Like above, you just need to pick a schedule and stick to it. Don't just milk when you feel like it. Going off schedule will cause problems. You will get a feel of what your does will tolerate. I know early in lactation, mine don't tolerate too much more than an hour late as they get way too tight. Late in lactation, I can vary 2-3 hours if something comes up, maybe more. But if you milk whenever and don't stick to a schedule, you risk losing production as well.


----------



## TexasGoatMan (Jul 4, 2015)

When the kids are first born, We will milk the colostrum totally out after 24 hours. But we will relieve the udder some after the kids have had time to get all the colostrum they need in the first 12 hours. Then we (wife and I) milk in the mornings usually around 8 am give or take a few minutes. We let the kids run with the does during the day and separate them at night so we can milk the next morning. As the kids get older and if we don't need the milk then we will let the kids have the milk as long as they can handle what the doe is giving. If they don't keep the udder down then we will milk the doe as often as needed. However as time has come and gone, we are getting more interest from folks who want some of the milk. So we are milking more. If we need to milk in the afternoon, then it is 5 pm ST or 6 pm DST. and still 8 am regardless.


----------



## GoofyGoat (Sep 21, 2018)

I'm pretty much a 7am and 7pm person too. However, I'll move it back to 6pm as the daylight wanes because my silly girls don't like being out after dark. I don't have big Milkers as they're nigies, but they do better if I don't mess with their schedule too much. Life does happen and if I'm early or late, I'd better have a baggie of animal crackers handy or they'll lay down and refuse to be led out of the pen lol...
They're not spoiled


----------



## FoxRidge (Aug 26, 2016)

I work 10 hour shifts 4 days a week that swing back and forth between 7am-5pm in which I milk at 4:20am and then again at 5:30pm. When I work the 3pm-1am shift I milk at 1:30pm and then again at 2am. I just finished washing my milk pan and am off to bed lol


----------



## GoofyGoat (Sep 21, 2018)

· · · ·

BRIEF –
Write out the passage of the goat-milking thread starting at "Like above, you" and ending at "production as well.", word for word.

· · · ·

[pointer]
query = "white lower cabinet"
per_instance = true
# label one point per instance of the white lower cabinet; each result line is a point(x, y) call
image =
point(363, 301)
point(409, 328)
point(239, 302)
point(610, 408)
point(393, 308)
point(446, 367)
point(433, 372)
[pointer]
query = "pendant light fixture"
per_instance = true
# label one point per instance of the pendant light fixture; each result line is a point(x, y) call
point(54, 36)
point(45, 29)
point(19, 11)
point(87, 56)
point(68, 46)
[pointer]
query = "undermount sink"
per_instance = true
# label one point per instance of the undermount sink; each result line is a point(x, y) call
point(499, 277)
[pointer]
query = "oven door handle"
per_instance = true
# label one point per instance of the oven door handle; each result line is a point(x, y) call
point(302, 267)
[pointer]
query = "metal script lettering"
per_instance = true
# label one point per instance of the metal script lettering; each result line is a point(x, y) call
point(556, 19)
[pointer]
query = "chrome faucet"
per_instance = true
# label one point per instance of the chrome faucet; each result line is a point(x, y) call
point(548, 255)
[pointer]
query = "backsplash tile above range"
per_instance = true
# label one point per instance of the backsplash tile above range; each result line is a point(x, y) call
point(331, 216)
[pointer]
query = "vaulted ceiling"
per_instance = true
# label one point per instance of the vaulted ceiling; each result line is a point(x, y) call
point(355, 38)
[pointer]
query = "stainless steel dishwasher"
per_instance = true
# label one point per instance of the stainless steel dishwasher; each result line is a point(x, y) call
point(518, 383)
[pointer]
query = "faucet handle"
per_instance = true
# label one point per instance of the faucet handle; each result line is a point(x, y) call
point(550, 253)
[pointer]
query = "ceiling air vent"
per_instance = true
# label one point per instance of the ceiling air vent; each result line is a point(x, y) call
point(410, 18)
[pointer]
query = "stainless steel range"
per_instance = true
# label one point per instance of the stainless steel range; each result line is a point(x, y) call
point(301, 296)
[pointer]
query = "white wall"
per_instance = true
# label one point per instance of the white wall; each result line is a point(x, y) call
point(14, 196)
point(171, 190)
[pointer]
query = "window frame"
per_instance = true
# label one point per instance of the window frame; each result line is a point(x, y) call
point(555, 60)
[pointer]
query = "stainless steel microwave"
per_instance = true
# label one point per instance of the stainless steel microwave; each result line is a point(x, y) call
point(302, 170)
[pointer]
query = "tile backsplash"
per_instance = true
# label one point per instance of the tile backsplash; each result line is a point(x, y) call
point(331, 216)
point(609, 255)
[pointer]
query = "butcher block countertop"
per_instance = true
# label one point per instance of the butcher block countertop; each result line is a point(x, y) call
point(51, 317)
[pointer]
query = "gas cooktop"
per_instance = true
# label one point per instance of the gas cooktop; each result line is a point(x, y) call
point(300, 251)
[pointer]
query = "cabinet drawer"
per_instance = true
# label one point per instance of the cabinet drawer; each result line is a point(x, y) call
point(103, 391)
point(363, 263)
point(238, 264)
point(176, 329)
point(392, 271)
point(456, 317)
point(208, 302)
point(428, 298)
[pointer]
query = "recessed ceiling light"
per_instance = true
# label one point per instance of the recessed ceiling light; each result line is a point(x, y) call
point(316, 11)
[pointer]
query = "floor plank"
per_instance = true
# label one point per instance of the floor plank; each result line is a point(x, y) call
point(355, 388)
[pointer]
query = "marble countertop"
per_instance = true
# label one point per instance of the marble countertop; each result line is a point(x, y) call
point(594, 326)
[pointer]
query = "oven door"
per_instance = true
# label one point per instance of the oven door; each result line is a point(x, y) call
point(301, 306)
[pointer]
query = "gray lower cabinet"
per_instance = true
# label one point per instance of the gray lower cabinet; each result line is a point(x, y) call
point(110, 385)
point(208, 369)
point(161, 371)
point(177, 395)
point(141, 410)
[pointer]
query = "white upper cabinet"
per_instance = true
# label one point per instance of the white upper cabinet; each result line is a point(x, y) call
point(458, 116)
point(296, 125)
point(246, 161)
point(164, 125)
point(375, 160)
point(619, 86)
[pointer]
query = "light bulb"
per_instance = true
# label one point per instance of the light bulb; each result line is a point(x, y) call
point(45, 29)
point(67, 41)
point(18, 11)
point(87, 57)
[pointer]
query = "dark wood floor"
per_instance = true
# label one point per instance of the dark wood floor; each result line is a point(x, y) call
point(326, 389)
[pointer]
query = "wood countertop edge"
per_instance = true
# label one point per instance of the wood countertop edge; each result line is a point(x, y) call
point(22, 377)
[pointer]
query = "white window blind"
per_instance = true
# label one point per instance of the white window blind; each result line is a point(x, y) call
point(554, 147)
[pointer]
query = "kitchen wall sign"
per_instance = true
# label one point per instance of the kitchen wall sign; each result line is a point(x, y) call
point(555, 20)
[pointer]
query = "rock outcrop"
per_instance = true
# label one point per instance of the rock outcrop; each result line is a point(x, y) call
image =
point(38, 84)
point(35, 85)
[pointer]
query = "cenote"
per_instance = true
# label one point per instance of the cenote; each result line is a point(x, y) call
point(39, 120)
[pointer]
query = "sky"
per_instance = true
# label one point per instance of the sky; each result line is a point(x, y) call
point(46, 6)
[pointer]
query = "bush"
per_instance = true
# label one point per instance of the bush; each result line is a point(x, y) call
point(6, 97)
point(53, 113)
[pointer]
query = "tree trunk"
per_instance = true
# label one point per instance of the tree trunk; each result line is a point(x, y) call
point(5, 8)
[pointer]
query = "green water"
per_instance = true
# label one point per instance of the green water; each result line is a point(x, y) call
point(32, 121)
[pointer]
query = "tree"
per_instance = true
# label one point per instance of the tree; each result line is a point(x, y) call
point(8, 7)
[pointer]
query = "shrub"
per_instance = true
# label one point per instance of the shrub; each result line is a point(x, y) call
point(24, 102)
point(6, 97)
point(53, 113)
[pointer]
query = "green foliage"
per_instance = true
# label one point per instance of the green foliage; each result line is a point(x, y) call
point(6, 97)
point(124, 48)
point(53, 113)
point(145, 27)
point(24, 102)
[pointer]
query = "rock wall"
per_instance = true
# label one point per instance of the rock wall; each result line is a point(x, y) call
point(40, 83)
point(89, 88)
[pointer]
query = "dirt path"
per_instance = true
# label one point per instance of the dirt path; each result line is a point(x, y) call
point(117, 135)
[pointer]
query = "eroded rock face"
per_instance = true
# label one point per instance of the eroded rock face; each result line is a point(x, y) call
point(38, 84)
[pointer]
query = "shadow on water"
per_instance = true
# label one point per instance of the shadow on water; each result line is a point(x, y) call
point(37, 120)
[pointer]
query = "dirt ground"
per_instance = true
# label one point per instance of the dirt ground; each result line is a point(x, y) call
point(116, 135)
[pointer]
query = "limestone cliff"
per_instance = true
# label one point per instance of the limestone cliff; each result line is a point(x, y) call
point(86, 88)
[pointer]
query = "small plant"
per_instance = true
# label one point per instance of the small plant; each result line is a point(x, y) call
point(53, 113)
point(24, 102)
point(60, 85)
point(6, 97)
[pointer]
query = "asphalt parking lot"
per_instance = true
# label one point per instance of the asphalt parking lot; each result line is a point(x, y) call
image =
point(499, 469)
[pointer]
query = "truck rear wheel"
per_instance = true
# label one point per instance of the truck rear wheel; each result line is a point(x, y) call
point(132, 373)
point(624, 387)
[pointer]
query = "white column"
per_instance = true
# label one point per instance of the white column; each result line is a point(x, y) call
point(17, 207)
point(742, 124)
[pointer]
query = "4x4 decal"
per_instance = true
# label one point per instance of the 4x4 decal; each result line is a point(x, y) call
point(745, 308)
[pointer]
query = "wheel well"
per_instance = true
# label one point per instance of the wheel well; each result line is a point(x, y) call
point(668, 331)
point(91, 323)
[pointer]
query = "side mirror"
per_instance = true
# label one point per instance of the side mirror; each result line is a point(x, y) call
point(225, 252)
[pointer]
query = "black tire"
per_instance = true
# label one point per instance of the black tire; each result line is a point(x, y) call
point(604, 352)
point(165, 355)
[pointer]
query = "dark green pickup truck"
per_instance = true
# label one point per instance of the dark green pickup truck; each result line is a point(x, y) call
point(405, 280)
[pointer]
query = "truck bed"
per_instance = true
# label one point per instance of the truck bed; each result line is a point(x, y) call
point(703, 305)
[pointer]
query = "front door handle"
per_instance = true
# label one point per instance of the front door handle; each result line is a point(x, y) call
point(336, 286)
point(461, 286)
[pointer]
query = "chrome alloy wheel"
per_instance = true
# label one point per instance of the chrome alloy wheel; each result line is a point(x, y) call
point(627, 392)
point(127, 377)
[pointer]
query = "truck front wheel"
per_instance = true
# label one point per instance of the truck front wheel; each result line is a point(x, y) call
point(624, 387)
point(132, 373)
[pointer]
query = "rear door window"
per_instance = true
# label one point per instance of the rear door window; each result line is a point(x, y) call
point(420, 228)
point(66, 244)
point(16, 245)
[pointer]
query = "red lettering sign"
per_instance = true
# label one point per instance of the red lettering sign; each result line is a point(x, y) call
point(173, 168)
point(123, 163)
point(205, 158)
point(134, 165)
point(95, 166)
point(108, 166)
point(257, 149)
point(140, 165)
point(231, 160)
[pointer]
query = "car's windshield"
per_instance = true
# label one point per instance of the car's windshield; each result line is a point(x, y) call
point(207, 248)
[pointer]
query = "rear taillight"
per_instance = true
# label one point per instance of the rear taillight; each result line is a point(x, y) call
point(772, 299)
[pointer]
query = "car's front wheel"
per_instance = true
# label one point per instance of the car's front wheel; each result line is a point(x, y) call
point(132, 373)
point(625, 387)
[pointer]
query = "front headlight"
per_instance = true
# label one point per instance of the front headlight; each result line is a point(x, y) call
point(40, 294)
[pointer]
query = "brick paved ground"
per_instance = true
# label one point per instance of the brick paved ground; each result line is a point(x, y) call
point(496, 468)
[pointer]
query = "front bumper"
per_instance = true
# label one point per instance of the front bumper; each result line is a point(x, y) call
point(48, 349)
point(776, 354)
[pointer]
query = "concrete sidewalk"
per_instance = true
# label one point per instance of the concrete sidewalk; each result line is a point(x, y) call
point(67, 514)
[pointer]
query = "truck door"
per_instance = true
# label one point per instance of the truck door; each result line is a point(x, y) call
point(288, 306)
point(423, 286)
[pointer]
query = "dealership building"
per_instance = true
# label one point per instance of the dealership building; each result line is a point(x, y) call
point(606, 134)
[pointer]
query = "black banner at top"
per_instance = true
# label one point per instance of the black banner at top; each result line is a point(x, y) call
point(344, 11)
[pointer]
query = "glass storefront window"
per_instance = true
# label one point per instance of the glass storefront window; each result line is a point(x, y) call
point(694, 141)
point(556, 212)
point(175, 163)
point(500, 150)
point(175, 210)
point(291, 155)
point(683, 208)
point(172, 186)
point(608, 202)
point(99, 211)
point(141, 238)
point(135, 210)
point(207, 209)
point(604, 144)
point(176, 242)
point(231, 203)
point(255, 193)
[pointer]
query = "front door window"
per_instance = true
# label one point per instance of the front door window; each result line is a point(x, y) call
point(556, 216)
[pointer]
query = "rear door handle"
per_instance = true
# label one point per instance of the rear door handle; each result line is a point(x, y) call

· · · ·

EXERCISE RESPONSE –
Like above, you just need to pick a schedule and stick to it. Don't just milk when you feel like it. Going off schedule will cause problems. You will get a feel of what your does will tolerate. I know early in lactation, mine don't tolerate too much more than an hour late as they get way too tight. Late in lactation, I can vary 2-3 hours if something comes up, maybe more. But if you milk whenever and don't stick to a schedule, you risk losing production as well.